WHAT YOU HAVE TO DO:
Lines that include the string "boat" are the ones to copy from the entries below.

RECORDS TO USE:
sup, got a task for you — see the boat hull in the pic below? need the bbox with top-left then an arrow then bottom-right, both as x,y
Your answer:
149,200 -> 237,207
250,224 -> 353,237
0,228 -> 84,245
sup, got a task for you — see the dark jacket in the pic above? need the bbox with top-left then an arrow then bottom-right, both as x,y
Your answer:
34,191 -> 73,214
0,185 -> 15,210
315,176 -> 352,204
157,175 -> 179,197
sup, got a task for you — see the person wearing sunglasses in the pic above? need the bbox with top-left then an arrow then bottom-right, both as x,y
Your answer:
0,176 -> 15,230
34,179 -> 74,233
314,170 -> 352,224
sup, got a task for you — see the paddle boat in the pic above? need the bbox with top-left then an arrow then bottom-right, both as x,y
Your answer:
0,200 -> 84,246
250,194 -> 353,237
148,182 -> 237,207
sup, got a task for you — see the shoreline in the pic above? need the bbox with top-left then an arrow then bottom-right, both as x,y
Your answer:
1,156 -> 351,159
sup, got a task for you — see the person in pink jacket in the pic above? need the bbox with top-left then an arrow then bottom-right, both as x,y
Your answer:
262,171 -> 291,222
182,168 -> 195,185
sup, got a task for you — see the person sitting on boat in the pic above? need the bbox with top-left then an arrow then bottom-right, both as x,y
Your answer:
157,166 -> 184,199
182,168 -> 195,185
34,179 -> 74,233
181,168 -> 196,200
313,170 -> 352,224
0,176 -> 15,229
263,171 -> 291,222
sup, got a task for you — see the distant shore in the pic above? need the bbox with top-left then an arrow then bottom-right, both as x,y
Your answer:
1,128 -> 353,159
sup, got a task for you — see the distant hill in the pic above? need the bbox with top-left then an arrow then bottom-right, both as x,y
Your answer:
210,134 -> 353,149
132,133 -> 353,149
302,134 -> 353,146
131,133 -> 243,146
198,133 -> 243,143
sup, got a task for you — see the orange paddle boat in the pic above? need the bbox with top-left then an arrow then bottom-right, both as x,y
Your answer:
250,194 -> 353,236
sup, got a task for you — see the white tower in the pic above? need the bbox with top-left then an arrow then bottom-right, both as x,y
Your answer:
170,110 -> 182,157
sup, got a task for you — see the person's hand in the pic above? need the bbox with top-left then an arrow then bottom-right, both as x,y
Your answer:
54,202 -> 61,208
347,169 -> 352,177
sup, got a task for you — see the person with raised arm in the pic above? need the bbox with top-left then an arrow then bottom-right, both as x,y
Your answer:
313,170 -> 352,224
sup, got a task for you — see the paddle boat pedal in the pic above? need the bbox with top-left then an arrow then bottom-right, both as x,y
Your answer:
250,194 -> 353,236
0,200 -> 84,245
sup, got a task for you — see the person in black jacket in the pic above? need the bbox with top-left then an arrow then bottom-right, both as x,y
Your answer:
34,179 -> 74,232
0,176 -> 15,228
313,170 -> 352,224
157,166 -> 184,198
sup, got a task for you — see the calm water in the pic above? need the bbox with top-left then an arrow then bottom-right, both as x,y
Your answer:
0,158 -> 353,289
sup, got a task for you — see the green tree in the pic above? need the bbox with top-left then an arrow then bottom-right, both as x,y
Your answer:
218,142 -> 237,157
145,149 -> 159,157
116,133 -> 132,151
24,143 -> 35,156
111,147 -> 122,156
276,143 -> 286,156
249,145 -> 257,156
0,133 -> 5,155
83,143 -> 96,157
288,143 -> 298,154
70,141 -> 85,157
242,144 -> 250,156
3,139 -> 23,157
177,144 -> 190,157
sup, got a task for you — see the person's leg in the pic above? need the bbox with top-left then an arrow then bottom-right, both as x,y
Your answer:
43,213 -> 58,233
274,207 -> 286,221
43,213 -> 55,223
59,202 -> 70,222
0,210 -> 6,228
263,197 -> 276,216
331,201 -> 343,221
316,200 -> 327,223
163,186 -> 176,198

SOLUTION TO THE PROBLEM:
sup, got a task for you — see the boat hull in the pic below? need the bbox with top-left then an arrow then bottom-right, both as x,y
sup, got a task for you — see the paddle boat in the pic above? need the bbox with top-left then an arrow then bottom-right, both as x,y
sup, got a task for you — see the person sitting on boat in the pic above? need the bbox with top-left then an arrow then bottom-right, both as x,y
sup, got a task for you — see the orange paddle boat in the pic above? need the bbox with top-left then an arrow then bottom-right, both as x,y
sup, got a task for you — see the paddle boat pedal in the pic above? need the bbox with top-left then an arrow then bottom-right, both as x,y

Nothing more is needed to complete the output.